#### THE EXERCISE
Can you quote the full listing below word for word, keeping every line unchanged?

#### INPUT FOR THIS TASK
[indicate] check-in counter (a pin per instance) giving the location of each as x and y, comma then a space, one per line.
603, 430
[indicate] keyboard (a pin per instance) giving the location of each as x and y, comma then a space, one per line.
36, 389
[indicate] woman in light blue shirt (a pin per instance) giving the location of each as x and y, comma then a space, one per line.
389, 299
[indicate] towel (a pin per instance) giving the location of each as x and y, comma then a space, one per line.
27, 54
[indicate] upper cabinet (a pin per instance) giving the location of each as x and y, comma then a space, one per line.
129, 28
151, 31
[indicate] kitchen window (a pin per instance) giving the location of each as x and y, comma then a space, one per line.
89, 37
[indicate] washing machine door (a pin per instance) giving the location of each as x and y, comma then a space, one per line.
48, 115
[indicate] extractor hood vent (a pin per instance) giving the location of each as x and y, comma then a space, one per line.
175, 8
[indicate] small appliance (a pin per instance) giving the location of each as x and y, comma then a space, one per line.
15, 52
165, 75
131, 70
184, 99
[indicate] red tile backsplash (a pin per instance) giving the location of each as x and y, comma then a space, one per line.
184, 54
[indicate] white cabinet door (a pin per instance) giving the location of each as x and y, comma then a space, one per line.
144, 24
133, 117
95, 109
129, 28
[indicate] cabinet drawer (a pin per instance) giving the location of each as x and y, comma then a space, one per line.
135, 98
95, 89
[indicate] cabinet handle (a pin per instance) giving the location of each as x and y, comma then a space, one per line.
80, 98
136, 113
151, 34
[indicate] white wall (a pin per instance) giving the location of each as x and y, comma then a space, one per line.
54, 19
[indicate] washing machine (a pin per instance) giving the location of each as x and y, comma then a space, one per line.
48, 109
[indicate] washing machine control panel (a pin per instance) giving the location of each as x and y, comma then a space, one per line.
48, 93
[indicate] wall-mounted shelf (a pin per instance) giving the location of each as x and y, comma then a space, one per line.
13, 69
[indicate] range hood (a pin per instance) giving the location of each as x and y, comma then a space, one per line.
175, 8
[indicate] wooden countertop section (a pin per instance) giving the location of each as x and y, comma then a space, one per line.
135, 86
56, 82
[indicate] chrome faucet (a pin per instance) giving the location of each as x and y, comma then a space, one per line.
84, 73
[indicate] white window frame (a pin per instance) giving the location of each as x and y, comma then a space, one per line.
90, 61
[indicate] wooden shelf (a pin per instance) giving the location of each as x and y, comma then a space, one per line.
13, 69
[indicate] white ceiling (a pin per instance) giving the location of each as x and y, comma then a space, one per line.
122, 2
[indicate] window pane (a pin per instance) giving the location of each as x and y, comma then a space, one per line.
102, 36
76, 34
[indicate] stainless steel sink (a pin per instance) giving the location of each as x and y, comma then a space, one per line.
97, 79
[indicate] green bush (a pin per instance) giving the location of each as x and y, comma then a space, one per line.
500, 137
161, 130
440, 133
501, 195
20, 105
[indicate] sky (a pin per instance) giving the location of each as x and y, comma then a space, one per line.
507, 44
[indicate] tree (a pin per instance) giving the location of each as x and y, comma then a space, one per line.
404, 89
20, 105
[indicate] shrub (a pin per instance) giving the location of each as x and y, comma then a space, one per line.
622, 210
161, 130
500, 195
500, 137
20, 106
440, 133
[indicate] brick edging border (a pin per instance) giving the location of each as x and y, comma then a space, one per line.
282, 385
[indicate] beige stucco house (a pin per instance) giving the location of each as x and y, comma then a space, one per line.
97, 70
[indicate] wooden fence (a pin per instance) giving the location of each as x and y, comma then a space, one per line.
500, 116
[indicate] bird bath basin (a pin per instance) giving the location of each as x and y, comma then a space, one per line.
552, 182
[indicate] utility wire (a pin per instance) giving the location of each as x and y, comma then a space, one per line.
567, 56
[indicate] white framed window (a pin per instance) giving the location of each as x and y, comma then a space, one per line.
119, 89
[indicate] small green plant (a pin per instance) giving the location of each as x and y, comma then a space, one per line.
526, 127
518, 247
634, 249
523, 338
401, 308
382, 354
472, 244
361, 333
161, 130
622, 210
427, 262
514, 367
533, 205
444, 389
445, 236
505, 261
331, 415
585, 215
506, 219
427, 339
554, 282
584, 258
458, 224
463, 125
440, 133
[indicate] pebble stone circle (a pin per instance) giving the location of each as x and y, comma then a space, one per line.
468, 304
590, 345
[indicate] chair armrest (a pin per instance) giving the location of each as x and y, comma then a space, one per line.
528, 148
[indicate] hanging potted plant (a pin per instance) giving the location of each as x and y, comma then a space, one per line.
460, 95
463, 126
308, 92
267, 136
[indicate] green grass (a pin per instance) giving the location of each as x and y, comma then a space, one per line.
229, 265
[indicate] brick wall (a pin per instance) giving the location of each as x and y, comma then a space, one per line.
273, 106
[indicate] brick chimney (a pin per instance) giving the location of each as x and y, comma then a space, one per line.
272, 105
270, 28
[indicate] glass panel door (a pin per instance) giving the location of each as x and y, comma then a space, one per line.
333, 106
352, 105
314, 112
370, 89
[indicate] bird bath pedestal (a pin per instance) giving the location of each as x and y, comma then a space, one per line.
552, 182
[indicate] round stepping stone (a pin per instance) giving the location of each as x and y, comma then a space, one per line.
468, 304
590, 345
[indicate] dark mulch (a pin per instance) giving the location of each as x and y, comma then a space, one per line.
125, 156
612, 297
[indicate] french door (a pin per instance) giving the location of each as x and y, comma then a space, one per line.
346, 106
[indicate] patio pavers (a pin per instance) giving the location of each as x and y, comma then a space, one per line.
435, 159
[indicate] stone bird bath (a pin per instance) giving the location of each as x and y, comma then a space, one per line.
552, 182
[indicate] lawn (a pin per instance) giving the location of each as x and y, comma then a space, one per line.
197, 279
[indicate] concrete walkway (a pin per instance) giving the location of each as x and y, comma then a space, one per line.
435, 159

#### SOLVED PROBLEM
[indicate] check-in counter (a pin per instance) giving the location of each as x and y, comma then a space, one per line.
603, 430
[indicate] keyboard (a pin per instance) giving the location of each as x and y, comma then a space, one per line.
36, 389
[indicate] woman in light blue shirt (a pin per instance) giving the location of each as x and y, comma then a space, one per line.
389, 299
[indicate] towel (a pin per instance) giving the location of each as x and y, comma then a space, one per line.
27, 54
[indicate] upper cabinet (a pin per instance) giving the location of each as x and y, comma then a space, one per line.
129, 28
151, 31
[indicate] kitchen window (a pin per instance) giving the location of each as x and y, comma then a space, one per line.
89, 37
[indicate] washing machine door (a pin per instance) giving the location of each as x and y, comma then a space, one per line.
48, 115
[indicate] extractor hood vent (a pin per instance) giving the location of each as x and y, comma then a space, one per line.
175, 8
[indicate] small appliance (a pin per instance) giving the location of each as x and y, comma then a space, one per line.
15, 52
165, 75
131, 70
184, 99
[indicate] red tile backsplash (a pin per instance) giving the location of each as x and y, comma then a space, one per line.
184, 54
[indicate] white cabinet door (a pin per instance) giving the location of each as x and y, comma then a space, one per line.
144, 24
133, 117
95, 109
129, 28
[indicate] cabinet drawer (a pin per instance) giving the location of each as x and y, comma then a space, one per line.
135, 98
95, 89
[indicate] cabinet handle (a pin per instance) giving the location of each as x and y, comma then a space, one per line.
80, 98
136, 113
151, 34
[indicate] white wall (a pin per instance) giving the location of each as x and y, comma then a space, one per line.
54, 19
[indicate] washing machine (a pin per instance) giving the location of each as x and y, comma then a space, one per line.
48, 109
[indicate] washing machine control panel (a pin per instance) giving the location of each as x and y, comma then a space, one per line.
48, 93
[indicate] wall-mounted shelf (a pin per instance) giving the location of each as x and y, comma then a space, one per line.
13, 69
[indicate] range hood (a pin per instance) giving the location of each as x and y, comma then a space, one per line.
175, 8
[indicate] wooden countertop section (a pin per instance) giving the location of each as x and y, comma then a space, one per line.
135, 86
56, 82
[indicate] chrome faucet (a pin per instance) giving the location of each as x and y, comma then a space, one per line.
84, 73
[indicate] white window frame (a pin per instance) giving the location of each as x and y, comma then a space, one per line.
90, 61
[indicate] wooden shelf (a pin per instance) giving the location of each as x and y, comma then a space, one per line.
13, 69
[indicate] white ceiling (a pin per instance) giving the location of each as x and y, comma then a space, one per line.
122, 2
[indicate] window pane (a pin per instance) giving the location of each as x and y, comma then a space, one per line.
102, 36
76, 34
[indicate] stainless steel sink (a pin per instance) giving the location of each as x and y, comma then a space, one per line.
97, 79
[indicate] green bush (a pin per instance) giving the location of each as x and y, comma then a space, one per line.
500, 137
161, 130
440, 133
501, 195
20, 105
[indicate] sky (a pin per instance) giving the location of each as x and y, comma then a space, one per line.
507, 44
[indicate] tree (a pin per instance) giving the location of each as x and y, comma then a space, one per line.
404, 89
20, 105
[indicate] shrub (a pin per instance) giving the location of each as x and y, comma then a space, one per line.
622, 210
161, 130
500, 195
500, 137
20, 106
440, 133
[indicate] brick edging border (a pin per instance) giving the location of each as x and y, comma then a space, one per line.
282, 385
[indicate] beige stucco house (a pin per instance) giving the location of each as x and y, comma then a space, one per line.
97, 70
[indicate] wooden fence (a pin per instance) giving the location of each as x and y, comma then a space, one per line.
500, 116
[indicate] bird bath basin (a pin per instance) giving the location of each as x and y, comma then a space, one per line.
552, 182
[indicate] utility wire (a pin per instance) giving the location of each as x and y, comma then a space, one per line.
567, 56
[indicate] white framed window (a pin per instance) giving the location of each as x and y, comma then a space, one per line.
119, 89
[indicate] small green plant (a pin per instance) giving the location of each as x and y, comma then a space, one per line.
526, 127
518, 247
634, 249
523, 338
401, 308
382, 354
472, 244
361, 333
161, 130
622, 210
427, 262
514, 367
533, 205
444, 389
445, 236
505, 261
331, 415
585, 215
506, 219
427, 339
554, 282
584, 258
458, 224
463, 125
440, 133
[indicate] pebble stone circle (a pin per instance) giving the location of each as x and y, comma then a space, one per line.
468, 304
590, 345
[indicate] chair armrest (a pin per instance) giving the location of each as x and y, comma then a space, one per line.
528, 148
[indicate] hanging potted plant (a pin per instance) giving the location of each as x and y, comma then a space, one per line.
460, 95
463, 126
308, 92
267, 136
[indicate] green grass (a pin per instance) giving the location of each as x and y, comma then a space, one per line.
229, 265
[indicate] brick wall (a pin per instance) giving the location of each as x and y, comma then a space, one per line.
273, 106
[indicate] brick chimney (a pin per instance) giving the location of each as x and y, comma then a space, one per line.
272, 105
270, 28
[indicate] glass panel door (a pin per instance) giving the location of each as x and y, comma then a space, one per line.
333, 106
352, 105
314, 112
370, 89
[indicate] bird bath pedestal (a pin per instance) giving the location of each as x and y, comma then a space, one per line.
552, 182
[indicate] round stepping stone (a pin per instance) giving the location of each as x and y, comma then a space, one per line.
468, 304
590, 345
[indicate] dark mulch (a pin per instance) giving the location of each as x and y, comma then a space, one per line.
125, 156
612, 297
[indicate] french door (a pin per instance) giving the location of each as x and y, comma then a space, one per line.
346, 106
[indicate] patio pavers (a pin per instance) giving the location of each as x and y, comma then a space, one per line.
435, 159
[indicate] stone bird bath (a pin per instance) giving the location of each as x and y, comma then a space, one per line.
552, 182
[indicate] lawn (a pin per instance) giving the location of each as x and y, comma then a space, one per line.
197, 279
[indicate] concrete walkway (a pin per instance) giving the location of each as x and y, comma then a space, one per line.
435, 159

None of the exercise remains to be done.